What is asked ::
a. From the text about Shipdham, list every place it names other than Shipdham itself and its airfield.
b. Switch "singer" to "songster" in the text about Shipdham, then write out the passage that begins at the words "Plutzik wrote two" and stops after "and evil earth.".

## Begin Extract to read

Shipdham lies approximately 3 miles south-west of East Dereham. The name derives from the Old English word for sheep - 'sceap' - hence 'homestead with a flock of sheep'. Shipdham is sometimes confused with Shipden - the drowned village off the North Norfolk coast near Cromer.

Shipdham was the first US heavy bomber base in Norfolk during World War II and was home to the famous B-24 Liberator bombers.

Shipdham Airfield

 

Hyam Plutzik

The American poet Hyam Plutzik was stationed at Shipdham c.1944-5 and became the Information and Education Officer for the 44th Bombardment Group of the USAAF. (Today the airfield has been turned into an industrial estate - but the derelict control tower and two of the original hangars still survive.)

Plutzik wrote two poems which were directly inspired by Shipdham - the first is On the Airfield at Shipdham which concerns a skylark that he saw above the runway and which he connects to the bombers:
 

There is the lark, you said. And for the first time
I saw, far up in the fast darkening air,
The small lonely singer beating its wings
Against the pull of the old and evil earth.

It is too late, I said, to praise its song ....

Praise instead (because they bring our deaths
And thus another cycle of this bird's praises)

## End Extract to read
## Begin Given material

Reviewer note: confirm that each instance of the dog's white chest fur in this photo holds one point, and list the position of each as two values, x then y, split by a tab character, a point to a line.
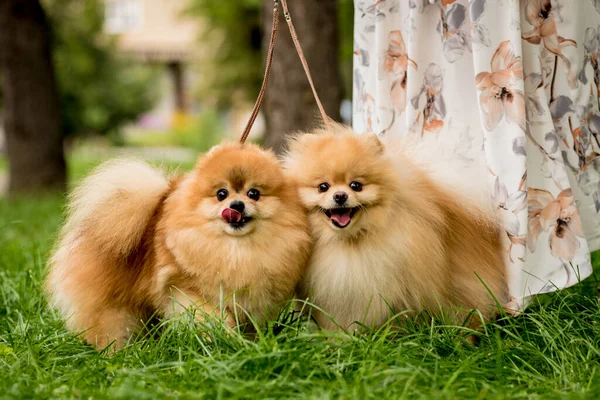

## End Given material

Solution set ::
a. East Dereham, Shipden, Norfolk, Cromer

b.
Plutzik wrote two poems which were directly inspired by Shipdham - the first is On the Airfield at Shipdham which concerns a skylark that he saw above the runway and which he connects to the bombers:
 

There is the lark, you said. And for the first time
I saw, far up in the fast darkening air,
The small lonely songster beating its wings
Against the pull of the old and evil earth.